• [What to produce]: Set down the entire forum post on C++0x template function object inference word for word, code included.

── Excerpt ──

C++0x template function object inference

Question

I'm a Scala/Java programmer looking to reintroduce myself to C++ and learn some of the exciting features in C++0x. I wanted to start by designing my own slightly functional collections library, based on Scala's collections, so that I could get a solid understanding of templates. The problem I'm running into is that the compiler doesn't seem to be able to infer any type information for templated function objects.

FC++ seems to have solved this using "Signatures". These seem really similar to the result_type typename, and I thought I would get this using the new function syntax. Can anyone suggest a way to do this sort of thing in C++0x, if it's possible, or at least explain how FC++ was able to accomplish this? Here's a snippet of code I was playing around with

#include <vector>
#include <iostream>
#include <algorithm>
using namespace std;

template<class T>
class ArrayBuffer {
private:
    vector<T> array;
public:
    ArrayBuffer();
    ArrayBuffer(vector<T> a) : array(a) {}

    template<typename Fn>
    void foreach(Fn fn) {
        for(unsigned int i = 0; i < array.size(); i++) fn(array[i]);
    }

    template<typename Fn>
    auto map(Fn fn) -> ArrayBuffer<decltype(fn(T()))> {
        vector<decltype(fn(T()))> result(array.size());
        for(int unsigned i = 0; i < array.size(); i++) result[i] = fn(array[i]);
        return result;
    }
};

template<typename T>
class Print {
    public:
    void operator()(T elem) { cout<<elem<<endl; }
};

template<typename T>
class Square{
public:
    auto operator()(T elem) -> T {
        return elem * elem;
    }
};

int main() {
    vector<int> some_list = {5, 3, 1, 2, 4};
    ArrayBuffer<int> iterable(some_list);
    ArrayBuffer<int> squared = iterable.map(Square<int>()); // works as expected
    iterable.foreach(Print<int>()); // Prints 25 9 1 4 16 as expected
    iterable.foreach(Print()); // Is there a way or syntax for the compiler to infer that the template must be an int?

───
── Data provided ──

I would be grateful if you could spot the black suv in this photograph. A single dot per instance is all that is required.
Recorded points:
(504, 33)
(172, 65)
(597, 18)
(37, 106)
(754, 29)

───

• [Full solution]:
C++0x template function object inference

Question

I'm a Scala/Java programmer looking to reintroduce myself to C++ and learn some of the exciting features in C++0x. I wanted to start by designing my own slightly functional collections library, based on Scala's collections, so that I could get a solid understanding of templates. The problem I'm running into is that the compiler doesn't seem to be able to infer any type information for templated function objects.

FC++ seems to have solved this using "Signatures". These seem really similar to the result_type typename, and I thought I would get this using the new function syntax. Can anyone suggest a way to do this sort of thing in C++0x, if it's possible, or at least explain how FC++ was able to accomplish this? Here's a snippet of code I was playing around with

#include <vector>
#include <iostream>
#include <algorithm>
using namespace std;

template<class T>
class ArrayBuffer {
private:
    vector<T> array;
public:
    ArrayBuffer();
    ArrayBuffer(vector<T> a) : array(a) {}

    template<typename Fn>
    void foreach(Fn fn) {
        for(unsigned int i = 0; i < array.size(); i++) fn(array[i]);
    }

    template<typename Fn>
    auto map(Fn fn) -> ArrayBuffer<decltype(fn(T()))> {
        vector<decltype(fn(T()))> result(array.size());
        for(int unsigned i = 0; i < array.size(); i++) result[i] = fn(array[i]);
        return result;
    }
};

template<typename T>
class Print {
    public:
    void operator()(T elem) { cout<<elem<<endl; }
};

template<typename T>
class Square{
public:
    auto operator()(T elem) -> T {
        return elem * elem;
    }
};

int main() {
    vector<int> some_list = {5, 3, 1, 2, 4};
    ArrayBuffer<int> iterable(some_list);
    ArrayBuffer<int> squared = iterable.map(Square<int>()); // works as expected
    iterable.foreach(Print<int>()); // Prints 25 9 1 4 16 as expected
    iterable.foreach(Print()); // Is there a way or syntax for the compiler to infer that the template must be an int?